SELECTION:
Barraux () is a commune in the Isère department in southeastern France. It includes the hamlets of Le Fayet, La Gache, and the 15th century fort, Fort Barraux.

Location
Barraux has the village of Chapareillan to the north; La Buissiere, Le Boissieu and La Flachere to the south; Pontcharra to the east and Sainte-Marie-du-Mont, on the Plateau des Petites Roches to the west. It is situated in the valley of the Gresivaudan through which the Isère river flows.

Population

The inhabitants of Barraux are called Barrolins.

History (the village)
The village of Barraux was probably founded as part of the supply chain to feed the fort Barraux built by Charles Emmanuel II to act as a border fort. In 1985 the fort was given back to the village of Barraux, from the French army.

History (the fort)

Fort Saint Barthélémy
Fort Saint Barthélémy (eventually Fort Barraux) is the oldest fort using bastions in France. It was built in 1597 and its aspect changed very little over the past 400 years as the general layout invented by the Piedmontese architect Ercole Negro will be left almost intact by its followers: A fortress with an extended star shape with a narrow end, including many bastions and advanced ditches.

The fort was taken by surprise right after its completion by Lesdiguières, the Constable of Dauphiné. A few enhancements have been undertaken by the engineers of King Henry IV but didn't affect the general layout.

Vauban himself, Fortress Inspector in Chief of King Louis XIV in the late 17th century didn't change the arrangement of bastions and curtains. He would rather improve the various buildings inside the fort: two barracks, the well, the chapel, the large powder magazine and the gate house.

In the early 19th century, a casemate was added southward as this section was considered to be the weakest point

17th century
Original held at Bibliothèque Municipale of Grenoble. Talented engineers will improve the fort, but keep the general layout designed by Ercole Negro
Jean de Beins enlarges the fort eastward and builds the Governor Hotel.
Camus builds forward bastions southward
Delangrunne levels the West curtain and extracts the central bastion to form the entrance ravelin (or demi-lune).
Entrance of the fort is moved several times during that century. Initially located on the North front (with an access through the Savoie ravelin), it ends up facing West, where it is still today.

Vauban and the Fort

When Vauban arrived at the fort in 1692 he is extremely negative about what was achieved by its predecessors. He asks for the improvement of the most obvious weaknesses:

Ditches are made 2-meter deeper (6 feet)

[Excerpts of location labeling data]
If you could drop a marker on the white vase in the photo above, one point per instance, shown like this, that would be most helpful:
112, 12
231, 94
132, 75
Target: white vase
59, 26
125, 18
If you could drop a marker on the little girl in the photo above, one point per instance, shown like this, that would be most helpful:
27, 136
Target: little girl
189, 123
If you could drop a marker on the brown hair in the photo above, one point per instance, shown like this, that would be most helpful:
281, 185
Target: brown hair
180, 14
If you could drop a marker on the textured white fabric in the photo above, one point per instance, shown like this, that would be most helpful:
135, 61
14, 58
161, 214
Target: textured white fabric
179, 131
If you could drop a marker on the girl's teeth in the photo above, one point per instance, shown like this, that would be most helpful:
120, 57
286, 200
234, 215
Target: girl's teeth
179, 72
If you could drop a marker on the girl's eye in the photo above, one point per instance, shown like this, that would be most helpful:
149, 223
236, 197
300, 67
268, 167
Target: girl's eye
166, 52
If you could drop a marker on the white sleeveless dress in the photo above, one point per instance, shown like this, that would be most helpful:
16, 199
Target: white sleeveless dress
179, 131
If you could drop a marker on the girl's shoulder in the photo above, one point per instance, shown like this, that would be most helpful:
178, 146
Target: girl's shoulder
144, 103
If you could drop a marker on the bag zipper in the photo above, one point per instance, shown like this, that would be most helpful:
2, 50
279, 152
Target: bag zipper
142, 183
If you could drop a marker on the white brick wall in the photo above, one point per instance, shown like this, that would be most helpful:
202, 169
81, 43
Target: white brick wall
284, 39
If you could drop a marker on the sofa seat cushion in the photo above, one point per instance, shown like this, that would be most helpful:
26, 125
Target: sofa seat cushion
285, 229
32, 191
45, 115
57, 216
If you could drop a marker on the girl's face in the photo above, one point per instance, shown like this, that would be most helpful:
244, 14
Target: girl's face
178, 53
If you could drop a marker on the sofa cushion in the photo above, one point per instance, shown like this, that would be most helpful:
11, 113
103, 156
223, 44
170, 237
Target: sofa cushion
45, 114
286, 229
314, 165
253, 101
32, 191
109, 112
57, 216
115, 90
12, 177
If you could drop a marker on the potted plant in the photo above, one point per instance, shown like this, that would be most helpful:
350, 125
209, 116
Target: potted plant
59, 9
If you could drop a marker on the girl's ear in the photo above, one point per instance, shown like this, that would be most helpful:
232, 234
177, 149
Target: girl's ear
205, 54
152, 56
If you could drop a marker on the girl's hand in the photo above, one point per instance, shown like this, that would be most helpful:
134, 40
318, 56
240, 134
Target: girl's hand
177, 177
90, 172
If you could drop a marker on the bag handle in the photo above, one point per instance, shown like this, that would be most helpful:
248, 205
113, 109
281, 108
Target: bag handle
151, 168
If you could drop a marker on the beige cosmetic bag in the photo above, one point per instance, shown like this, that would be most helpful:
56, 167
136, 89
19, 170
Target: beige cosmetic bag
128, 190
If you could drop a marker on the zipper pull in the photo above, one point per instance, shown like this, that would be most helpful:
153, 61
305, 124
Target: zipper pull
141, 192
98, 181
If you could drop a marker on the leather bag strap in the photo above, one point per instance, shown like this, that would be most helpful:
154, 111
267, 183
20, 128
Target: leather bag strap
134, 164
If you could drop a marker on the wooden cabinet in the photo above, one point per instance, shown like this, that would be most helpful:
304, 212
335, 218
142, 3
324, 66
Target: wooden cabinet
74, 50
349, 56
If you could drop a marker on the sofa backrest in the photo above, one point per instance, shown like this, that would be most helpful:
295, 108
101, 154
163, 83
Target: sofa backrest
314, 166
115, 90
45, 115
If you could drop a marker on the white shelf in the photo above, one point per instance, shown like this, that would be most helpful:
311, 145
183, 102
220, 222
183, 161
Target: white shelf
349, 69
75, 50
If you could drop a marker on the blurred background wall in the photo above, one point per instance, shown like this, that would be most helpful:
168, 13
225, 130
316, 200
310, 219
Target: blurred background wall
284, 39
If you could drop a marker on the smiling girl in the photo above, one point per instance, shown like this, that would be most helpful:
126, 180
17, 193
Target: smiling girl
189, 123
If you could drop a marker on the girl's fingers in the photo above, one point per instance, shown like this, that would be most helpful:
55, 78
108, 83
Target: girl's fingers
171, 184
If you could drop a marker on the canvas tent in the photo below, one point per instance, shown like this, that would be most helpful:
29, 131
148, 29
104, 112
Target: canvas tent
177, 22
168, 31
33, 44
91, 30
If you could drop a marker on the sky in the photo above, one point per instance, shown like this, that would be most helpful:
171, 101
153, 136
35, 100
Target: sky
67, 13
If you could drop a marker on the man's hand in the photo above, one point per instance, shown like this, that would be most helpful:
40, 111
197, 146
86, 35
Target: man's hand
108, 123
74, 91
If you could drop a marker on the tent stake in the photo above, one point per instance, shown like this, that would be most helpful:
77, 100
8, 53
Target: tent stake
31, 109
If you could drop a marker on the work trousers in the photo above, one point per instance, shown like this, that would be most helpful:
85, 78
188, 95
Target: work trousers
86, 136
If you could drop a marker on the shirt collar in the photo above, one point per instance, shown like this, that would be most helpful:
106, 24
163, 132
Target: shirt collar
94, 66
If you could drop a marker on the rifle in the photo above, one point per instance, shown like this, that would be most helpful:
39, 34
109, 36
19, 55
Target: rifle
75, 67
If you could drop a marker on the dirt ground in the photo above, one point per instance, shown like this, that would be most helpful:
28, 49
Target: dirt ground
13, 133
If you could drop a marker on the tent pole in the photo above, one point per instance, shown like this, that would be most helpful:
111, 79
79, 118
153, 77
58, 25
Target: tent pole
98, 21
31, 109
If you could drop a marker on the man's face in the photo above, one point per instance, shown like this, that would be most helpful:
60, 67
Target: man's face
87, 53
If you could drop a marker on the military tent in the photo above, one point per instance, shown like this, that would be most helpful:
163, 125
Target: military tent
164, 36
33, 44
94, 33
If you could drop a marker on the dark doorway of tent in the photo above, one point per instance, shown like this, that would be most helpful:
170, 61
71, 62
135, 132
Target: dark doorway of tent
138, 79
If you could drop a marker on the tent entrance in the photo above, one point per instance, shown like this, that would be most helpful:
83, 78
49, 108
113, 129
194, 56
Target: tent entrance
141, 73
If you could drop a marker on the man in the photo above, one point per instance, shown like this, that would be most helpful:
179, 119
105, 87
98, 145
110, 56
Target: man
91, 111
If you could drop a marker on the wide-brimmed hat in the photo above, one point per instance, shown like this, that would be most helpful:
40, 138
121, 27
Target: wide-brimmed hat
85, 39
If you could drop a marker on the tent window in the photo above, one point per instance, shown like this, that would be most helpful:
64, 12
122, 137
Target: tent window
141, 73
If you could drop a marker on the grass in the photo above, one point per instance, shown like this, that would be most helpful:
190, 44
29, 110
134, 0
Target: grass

GIVEN REQUEST 1: Translate this sentence from the Barraux article into French: "It is situated in the valley of the Gresivaudan through which the Isère river flows."
GIVEN REQUEST 2: Carry on the article about Barraux and its fort, starting after its last line.

RESULT 1: Il est situé dans la vallée du Gresivaudan, traversée par la rivière Isère.

RESULT 2:
Design of bastions is modified with their edges sharpened
Width of covered ways is reduced, their layout is streamlined and profile remodeled. Traverses are cut into them to confine the effect of ricochet  fire
Galleries are added inside the flanks of bastions
Watchtowers are remodeled
Communication between the central fort and the ravelin of Savoie is modified with the addition of an open caponniere including parapets and palisades
Curtains of the North and East fronts are enhanced with the addition of light tenailles and palisades
Vauban finally creates the South redoubt

18th to 20th centuries
The gate house and the magazine were completed in the early 18th century. Two additional barracks were built.
The modern chapel was built in 1724 thanks to a gift from King Louis the Fifteenth on the ruins of the initial chapel from the Renaissance.
Large scale construction resumes circa 1820 with the addition of a casemate on the south front to reinforce its defense.
A cylindrical obstacle called "demoiselle" (Miss), was erected on the top of a traverse that crosses the ditch. Besiegers that would cross this traverse would have to kiss the Miss to bypass it, hence the name.
In the 1870s, unrest with Italy lead to the construction of 6 forts around Grenoble. During the 19th century, defenses of Fort Barraux were also enhanced.
The fort was used as a prison during both world wars; then in 1947, it was turned into an ammunition depot. The fort was left by the military in 1985 and was acquired by the municipality of Barraux.

Twin towns
Barraux is twinned with:

  Lanhouarneau, France

See also
Charles Emmanuel II
Isère
Grenoble
Dauphiné
Dukes of Savoy

References

External links

L'Atelier des Dauphins (Workshop of the Dauphins)
Isère Tourism Board
Official site of the departement of Isère(In French)
Grenoble Tourism Board(English Version Available)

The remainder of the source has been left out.